##### Records supplied

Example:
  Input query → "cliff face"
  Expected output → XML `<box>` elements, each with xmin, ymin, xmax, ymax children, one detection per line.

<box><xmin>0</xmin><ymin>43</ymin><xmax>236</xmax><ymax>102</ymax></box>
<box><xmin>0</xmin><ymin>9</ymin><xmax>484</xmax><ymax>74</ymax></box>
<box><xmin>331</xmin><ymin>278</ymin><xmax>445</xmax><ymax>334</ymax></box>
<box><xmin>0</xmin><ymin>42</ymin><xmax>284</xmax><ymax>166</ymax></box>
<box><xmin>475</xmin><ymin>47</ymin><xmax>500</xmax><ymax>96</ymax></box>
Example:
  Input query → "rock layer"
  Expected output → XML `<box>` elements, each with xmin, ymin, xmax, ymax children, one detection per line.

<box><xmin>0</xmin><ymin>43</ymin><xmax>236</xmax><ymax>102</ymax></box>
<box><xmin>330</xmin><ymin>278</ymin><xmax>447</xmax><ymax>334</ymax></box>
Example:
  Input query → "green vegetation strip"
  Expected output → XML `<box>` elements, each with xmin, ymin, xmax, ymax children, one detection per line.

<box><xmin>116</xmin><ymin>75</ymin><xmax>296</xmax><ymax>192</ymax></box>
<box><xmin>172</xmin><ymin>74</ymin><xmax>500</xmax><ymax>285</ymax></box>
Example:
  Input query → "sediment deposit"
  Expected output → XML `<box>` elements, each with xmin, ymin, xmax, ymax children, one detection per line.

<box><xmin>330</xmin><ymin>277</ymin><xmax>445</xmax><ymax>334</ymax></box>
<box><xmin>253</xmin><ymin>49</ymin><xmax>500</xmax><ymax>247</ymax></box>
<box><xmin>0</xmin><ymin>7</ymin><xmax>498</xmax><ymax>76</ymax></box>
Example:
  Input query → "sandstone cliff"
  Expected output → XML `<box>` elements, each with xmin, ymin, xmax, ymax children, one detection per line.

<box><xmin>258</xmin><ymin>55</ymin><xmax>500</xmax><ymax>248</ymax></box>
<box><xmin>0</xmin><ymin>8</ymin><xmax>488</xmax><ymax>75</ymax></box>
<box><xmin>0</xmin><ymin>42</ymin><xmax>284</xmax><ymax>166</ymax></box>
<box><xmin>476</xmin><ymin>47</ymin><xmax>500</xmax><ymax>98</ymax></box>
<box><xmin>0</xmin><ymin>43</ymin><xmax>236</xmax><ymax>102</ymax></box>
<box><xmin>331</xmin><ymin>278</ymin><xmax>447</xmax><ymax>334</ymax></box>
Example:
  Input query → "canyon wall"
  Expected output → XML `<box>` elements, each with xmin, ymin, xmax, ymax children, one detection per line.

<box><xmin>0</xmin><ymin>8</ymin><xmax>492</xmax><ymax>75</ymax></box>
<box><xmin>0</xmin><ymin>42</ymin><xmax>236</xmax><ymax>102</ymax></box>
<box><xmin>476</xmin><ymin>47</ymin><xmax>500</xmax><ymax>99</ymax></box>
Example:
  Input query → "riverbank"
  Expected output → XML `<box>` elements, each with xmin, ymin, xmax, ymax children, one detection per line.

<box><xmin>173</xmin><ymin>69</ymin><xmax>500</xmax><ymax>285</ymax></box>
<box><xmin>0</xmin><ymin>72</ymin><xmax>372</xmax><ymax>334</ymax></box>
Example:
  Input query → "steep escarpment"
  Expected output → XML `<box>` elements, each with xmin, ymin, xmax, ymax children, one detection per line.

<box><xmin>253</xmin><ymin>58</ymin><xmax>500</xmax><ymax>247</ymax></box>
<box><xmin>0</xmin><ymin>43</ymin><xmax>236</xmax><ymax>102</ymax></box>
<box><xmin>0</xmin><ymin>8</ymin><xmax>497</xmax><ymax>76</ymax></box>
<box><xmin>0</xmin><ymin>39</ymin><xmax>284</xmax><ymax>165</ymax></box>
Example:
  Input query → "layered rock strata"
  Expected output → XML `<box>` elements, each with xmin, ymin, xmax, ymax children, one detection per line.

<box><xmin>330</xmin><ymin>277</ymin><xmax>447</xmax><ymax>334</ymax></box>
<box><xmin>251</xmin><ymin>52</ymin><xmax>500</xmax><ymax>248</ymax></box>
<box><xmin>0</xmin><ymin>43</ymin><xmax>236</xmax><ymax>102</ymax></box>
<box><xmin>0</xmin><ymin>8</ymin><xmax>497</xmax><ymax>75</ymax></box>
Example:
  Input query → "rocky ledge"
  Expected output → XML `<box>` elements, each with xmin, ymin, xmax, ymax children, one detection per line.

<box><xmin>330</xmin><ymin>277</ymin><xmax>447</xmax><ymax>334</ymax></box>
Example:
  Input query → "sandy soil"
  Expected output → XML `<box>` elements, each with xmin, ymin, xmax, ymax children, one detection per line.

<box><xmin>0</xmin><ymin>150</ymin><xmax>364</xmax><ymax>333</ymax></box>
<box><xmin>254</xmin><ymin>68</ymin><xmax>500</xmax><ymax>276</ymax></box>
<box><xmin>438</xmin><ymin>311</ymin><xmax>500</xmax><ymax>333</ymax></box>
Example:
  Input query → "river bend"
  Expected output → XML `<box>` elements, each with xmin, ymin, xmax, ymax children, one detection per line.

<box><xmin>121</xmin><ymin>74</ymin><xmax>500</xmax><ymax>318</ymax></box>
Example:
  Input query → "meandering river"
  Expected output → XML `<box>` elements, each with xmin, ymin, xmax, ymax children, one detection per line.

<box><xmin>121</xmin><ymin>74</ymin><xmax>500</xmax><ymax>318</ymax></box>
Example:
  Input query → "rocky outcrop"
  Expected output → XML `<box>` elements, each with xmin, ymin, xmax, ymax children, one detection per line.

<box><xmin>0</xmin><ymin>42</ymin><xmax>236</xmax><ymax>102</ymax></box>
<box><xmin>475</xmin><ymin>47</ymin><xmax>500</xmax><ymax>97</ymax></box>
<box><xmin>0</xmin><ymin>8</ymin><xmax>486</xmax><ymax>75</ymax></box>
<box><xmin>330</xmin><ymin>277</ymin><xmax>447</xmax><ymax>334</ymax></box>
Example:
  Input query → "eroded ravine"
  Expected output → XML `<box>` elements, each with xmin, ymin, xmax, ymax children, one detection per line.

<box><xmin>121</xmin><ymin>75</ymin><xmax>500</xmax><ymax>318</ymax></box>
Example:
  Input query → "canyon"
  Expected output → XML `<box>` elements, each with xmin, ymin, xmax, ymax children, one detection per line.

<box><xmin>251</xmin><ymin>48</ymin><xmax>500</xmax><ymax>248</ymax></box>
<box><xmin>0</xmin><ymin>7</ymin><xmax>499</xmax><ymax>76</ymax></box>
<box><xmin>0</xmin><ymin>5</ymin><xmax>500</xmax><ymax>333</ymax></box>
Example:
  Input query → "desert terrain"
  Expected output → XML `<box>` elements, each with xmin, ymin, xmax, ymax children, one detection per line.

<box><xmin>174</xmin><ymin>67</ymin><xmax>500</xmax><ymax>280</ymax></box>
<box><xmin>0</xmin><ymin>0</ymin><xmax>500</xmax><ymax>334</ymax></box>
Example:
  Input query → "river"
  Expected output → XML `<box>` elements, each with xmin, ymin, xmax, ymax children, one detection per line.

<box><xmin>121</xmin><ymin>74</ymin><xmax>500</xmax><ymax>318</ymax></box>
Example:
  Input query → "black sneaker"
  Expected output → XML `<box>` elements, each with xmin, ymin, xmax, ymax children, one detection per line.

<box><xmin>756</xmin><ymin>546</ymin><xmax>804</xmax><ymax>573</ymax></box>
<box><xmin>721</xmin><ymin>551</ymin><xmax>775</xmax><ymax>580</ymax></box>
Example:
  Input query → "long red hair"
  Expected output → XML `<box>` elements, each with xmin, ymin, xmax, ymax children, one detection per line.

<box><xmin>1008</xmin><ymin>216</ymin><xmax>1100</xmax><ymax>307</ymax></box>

##########

Find each line of the records that contains the string "cliff" and copy it out. Case counts.

  Input query → "cliff face"
  Input query → "sandstone cliff"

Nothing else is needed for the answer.